What is being asked: Each record must be written out again exactly. Skip any picture it contains.

*** Record extracts

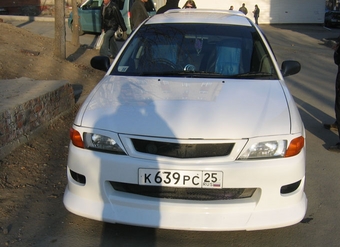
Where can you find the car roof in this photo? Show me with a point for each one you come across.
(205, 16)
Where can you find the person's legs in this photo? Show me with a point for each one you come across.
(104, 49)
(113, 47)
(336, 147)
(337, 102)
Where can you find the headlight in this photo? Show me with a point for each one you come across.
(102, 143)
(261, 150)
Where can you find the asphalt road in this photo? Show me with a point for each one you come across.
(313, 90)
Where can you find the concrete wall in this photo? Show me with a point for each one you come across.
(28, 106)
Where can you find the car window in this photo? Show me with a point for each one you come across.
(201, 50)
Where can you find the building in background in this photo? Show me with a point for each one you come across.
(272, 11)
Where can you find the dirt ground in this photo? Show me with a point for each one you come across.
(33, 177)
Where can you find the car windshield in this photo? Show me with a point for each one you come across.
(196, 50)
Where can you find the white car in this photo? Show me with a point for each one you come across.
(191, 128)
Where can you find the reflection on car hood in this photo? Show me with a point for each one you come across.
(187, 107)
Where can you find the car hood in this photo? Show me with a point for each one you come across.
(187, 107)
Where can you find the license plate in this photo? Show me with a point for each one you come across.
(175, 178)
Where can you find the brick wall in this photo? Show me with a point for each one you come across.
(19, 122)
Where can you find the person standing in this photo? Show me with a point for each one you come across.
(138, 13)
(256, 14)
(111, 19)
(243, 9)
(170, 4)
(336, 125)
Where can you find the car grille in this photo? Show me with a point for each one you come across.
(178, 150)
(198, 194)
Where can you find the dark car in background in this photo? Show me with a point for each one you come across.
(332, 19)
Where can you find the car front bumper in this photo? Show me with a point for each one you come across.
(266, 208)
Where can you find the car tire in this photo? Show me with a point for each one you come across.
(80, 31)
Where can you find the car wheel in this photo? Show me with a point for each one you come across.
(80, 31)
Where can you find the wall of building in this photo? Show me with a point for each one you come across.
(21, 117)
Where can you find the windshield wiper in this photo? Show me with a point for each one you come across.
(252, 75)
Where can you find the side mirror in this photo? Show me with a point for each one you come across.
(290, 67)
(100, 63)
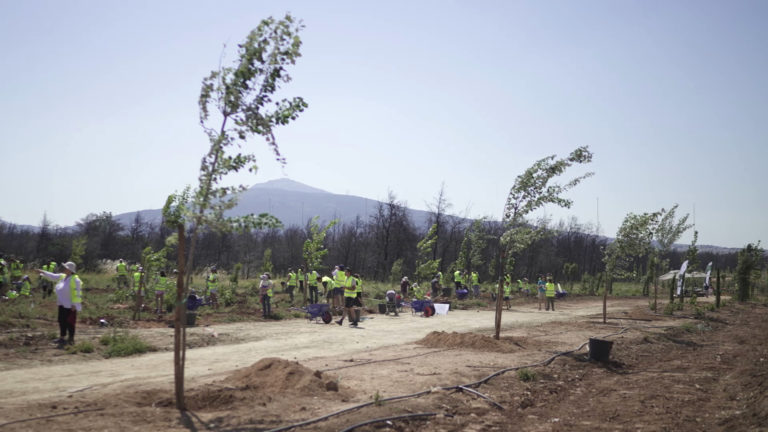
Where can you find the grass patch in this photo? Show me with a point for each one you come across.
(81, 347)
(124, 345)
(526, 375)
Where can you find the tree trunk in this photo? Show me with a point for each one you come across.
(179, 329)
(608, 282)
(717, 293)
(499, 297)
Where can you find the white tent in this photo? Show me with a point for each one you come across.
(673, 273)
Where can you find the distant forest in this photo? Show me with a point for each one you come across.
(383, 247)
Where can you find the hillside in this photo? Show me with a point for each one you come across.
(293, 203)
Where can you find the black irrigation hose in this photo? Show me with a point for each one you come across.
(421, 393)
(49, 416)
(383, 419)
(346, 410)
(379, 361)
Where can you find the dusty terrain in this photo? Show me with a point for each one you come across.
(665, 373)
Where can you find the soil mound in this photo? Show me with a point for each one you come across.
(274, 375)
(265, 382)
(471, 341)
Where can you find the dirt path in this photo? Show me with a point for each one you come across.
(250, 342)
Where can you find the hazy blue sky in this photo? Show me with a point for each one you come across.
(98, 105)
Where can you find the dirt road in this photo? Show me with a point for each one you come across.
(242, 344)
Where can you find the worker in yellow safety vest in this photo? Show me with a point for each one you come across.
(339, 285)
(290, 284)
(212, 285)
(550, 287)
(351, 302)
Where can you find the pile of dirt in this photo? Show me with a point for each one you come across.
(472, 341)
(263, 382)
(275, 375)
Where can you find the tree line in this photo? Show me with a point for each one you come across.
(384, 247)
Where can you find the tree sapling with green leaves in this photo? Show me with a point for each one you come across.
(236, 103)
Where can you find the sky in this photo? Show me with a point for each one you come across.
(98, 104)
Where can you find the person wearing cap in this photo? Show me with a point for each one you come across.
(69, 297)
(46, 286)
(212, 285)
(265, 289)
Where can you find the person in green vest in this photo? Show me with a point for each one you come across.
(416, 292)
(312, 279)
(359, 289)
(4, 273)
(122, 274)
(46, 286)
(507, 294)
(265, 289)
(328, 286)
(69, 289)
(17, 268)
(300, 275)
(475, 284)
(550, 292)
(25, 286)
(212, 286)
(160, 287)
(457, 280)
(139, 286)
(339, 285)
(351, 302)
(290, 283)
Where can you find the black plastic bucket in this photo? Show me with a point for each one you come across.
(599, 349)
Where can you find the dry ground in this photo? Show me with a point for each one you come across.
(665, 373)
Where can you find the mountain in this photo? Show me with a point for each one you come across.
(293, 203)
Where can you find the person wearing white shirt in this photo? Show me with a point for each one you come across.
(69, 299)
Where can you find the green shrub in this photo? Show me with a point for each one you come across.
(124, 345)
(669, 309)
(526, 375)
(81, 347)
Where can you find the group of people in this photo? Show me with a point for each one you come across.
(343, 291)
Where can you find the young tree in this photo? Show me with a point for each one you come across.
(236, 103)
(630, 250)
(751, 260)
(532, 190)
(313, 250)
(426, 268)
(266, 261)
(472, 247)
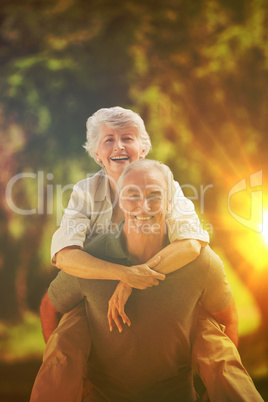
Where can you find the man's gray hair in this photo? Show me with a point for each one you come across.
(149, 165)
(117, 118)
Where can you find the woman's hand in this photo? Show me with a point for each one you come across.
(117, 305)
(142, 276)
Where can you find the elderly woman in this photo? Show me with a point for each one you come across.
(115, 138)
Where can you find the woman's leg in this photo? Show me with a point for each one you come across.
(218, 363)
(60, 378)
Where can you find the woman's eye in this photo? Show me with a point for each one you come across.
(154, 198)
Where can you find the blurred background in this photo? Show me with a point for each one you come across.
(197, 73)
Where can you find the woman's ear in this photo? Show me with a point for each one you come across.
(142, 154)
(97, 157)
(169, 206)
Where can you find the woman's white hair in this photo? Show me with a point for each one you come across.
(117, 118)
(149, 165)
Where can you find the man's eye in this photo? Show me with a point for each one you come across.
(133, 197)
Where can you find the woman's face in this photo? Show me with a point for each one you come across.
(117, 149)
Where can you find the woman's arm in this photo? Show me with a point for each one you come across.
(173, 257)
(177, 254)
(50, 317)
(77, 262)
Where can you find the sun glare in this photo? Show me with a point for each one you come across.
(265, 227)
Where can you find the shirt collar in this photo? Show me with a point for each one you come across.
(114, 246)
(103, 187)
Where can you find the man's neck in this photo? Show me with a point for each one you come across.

******

Response area:
Where can you find the car roof in this photo? Show me with a point for each one you come across.
(205, 16)
Where can you find the person's legs in this photo? Show me with a point for each one you come across.
(104, 49)
(113, 47)
(336, 147)
(337, 102)
Where can you find the headlight in this photo? Show me with a point for each one you come across.
(102, 143)
(261, 150)
Where can you find the asphalt road in this photo? Show me with a point for each one you come across.
(313, 90)
Where can you find the concrete wall in this photo? Show me with a point for each one you come across.
(28, 106)
Where can you find the car window in this photo? Show me with a point for each one you come across.
(201, 50)
Where can you find the building in background in this photo? Show me with a point for each one you come across.
(272, 11)
Where can you find the dirt ground in this photo? Show me with a point for each one you come across.
(33, 177)
Where can you find the car windshield in this photo? Show me with a point for each one you come across.
(196, 50)
Where can you find the white car in this photo? Show me with a point for each one you come across.
(191, 128)
Where can you find the reflection on car hood in this photo? Show me with a point for each one you come across.
(187, 107)
Where can you find the car hood in this photo? Show me with a point for each one you come across.
(187, 107)
Where can you find the license plate in this photo? Show me with a point for each one you come across.
(175, 178)
Where can you find the brick wall in this photo? Show me with a point for each one you come across.
(19, 122)
Where can you find the person standing in this photo? Show me with a point for each one you come across.
(138, 13)
(256, 14)
(111, 19)
(243, 9)
(170, 4)
(336, 125)
Where can you find the car grille in this photo? Show me with a point for each one you come across.
(178, 150)
(198, 194)
Where can you find the dark car in background in this photo? Show me with a point for each one you come across.
(332, 19)
Where can you find the car front bumper in this photo? Show me with a point for each one you come across.
(266, 208)
Where can you find the car tire in this photo? Show me with a point for each one you come across.
(80, 31)
Where can you find the car wheel in this photo? Show me with a point for each one you come across.
(80, 31)
Where can you find the wall of building in this photo? Show me with a point for each one you come across.
(21, 117)
Where can you find the windshield wiper in this photo? Show me with a point for each one you come across.
(252, 75)
Where can you find the side mirror in this photo? Show me with a point for each one you come across.
(290, 67)
(100, 63)
Where can you find the grass patch in this photo? Show me with a point for each one you come across.
(81, 347)
(124, 345)
(526, 375)
Where can you find the tree trunk in this photo? Show me with a point for each one you come across.
(179, 329)
(608, 282)
(717, 293)
(499, 297)
Where can you find the white tent in this photo? Show me with a point for each one you come across.
(673, 273)
Where can you find the distant forest in this photo? Show me with a point for each one you come across.
(383, 247)
Where can you find the hillside in this photo? Show me with a point for each one you come across.
(293, 203)
Where can you find the black irrigation hose in this photo? Show me with a point for each one you come across.
(421, 393)
(49, 416)
(383, 419)
(346, 410)
(379, 361)
Where can you find the dusty terrain in this photo? Show me with a point for each one you come across.
(665, 373)
Where can you find the soil mound in this photo? Show me with a point for each one you come across.
(274, 375)
(265, 382)
(471, 341)
Where can you find the dirt path in this photo? Show me with a point for each one you come across.
(250, 342)
Where can you find the hazy blue sky in this photo? Show me with a point for each one you come across.
(98, 105)
Where can you find the dirt road in this photo? Show me with a point for each one you come across.
(242, 344)
Where can you find the worker in yellow safety vest in this photo? Show me with a point for each one you come across.
(339, 285)
(290, 284)
(212, 285)
(550, 287)
(351, 302)
Where can you find the pile of dirt in this photo? Show me with a point for each one you come across.
(472, 341)
(263, 382)
(275, 375)
Where can you find the tree line in this photo? Show me with a point for each one you come across.
(384, 247)
Where can you find the tree sapling with green leaves in this photo? Show me with a point for each one you come across.
(236, 103)
Where can you find the sky in this photo? Show me with a point for each one you come across.
(98, 104)
Where can you find the person wearing cap in this photo? Show me with a point for each one you come across.
(69, 297)
(46, 286)
(212, 285)
(265, 289)
Where can you find the person in green vest in this photo? Show me with a point for each one you come across.
(416, 292)
(312, 279)
(359, 289)
(4, 273)
(122, 274)
(46, 286)
(507, 294)
(265, 289)
(328, 286)
(69, 289)
(17, 268)
(300, 275)
(475, 284)
(550, 292)
(25, 286)
(212, 286)
(160, 287)
(457, 280)
(139, 286)
(339, 285)
(351, 302)
(290, 283)
Where can you find the black plastic bucket in this photo? Show me with a point for each one you come across.
(599, 349)
Where can you find the dry ground in this photo? Show me with a point for each one you come across.
(665, 373)
Where can you find the mountain in this photo? Show me with a point for each one you come across.
(293, 203)
Where can you find the person wearing white shirt in this photo? Show me with a point for each one you come across.
(69, 299)
Where can you find the green shrub in this photo? Show me with a point for each one you come across.
(124, 345)
(669, 309)
(526, 375)
(81, 347)
Where can you find the group of people in this photo? Show me with a point for each one you come across.
(343, 291)
Where can you find the young tree in this photo? Show me with a point for each one you come across.
(236, 103)
(630, 250)
(751, 260)
(532, 190)
(313, 250)
(426, 268)
(266, 261)
(472, 247)
Where can you find the man's gray hair in this photo? Show me with a point for each one you come across.
(149, 165)
(117, 118)
Where can you find the woman's hand in this photo? Show me with a point for each one you come across.
(117, 305)
(142, 276)
Where can you find the elderly woman in this photo? Show me with a point for each one you come across.
(115, 138)
Where can you find the woman's leg in this photo? Show me with a point for each one you come across.
(218, 363)
(60, 378)
Where can you find the woman's eye in this photo? Show me with a point for each one you come across.
(154, 198)
Where can you find the blurred background in this photo? Show me with a point for each one you come across.
(197, 73)
Where can you find the woman's ear in this photo? Show me with a point for each one you come across.
(142, 154)
(97, 157)
(169, 206)
Where can you find the woman's white hair in this photo? Show me with a point for each one you come across.
(117, 118)
(149, 165)
Where can you find the man's eye in this photo? Show me with a point for each one you come across.
(133, 197)
Where can you find the woman's face in this photo? Show me with a point for each one you come across.
(117, 149)
Where can you find the woman's arm in this photo? Show me with a point for each one you come across.
(173, 257)
(177, 254)
(50, 317)
(77, 262)
Where can you find the sun glare in this photo? Show me with a point for each one you come across.
(265, 227)
Where can you find the shirt collar in this photo? Show me with a point for each one you come across.
(114, 246)
(103, 187)
Where can you find the man's neck in this photo? Show me with a point for each one you come across.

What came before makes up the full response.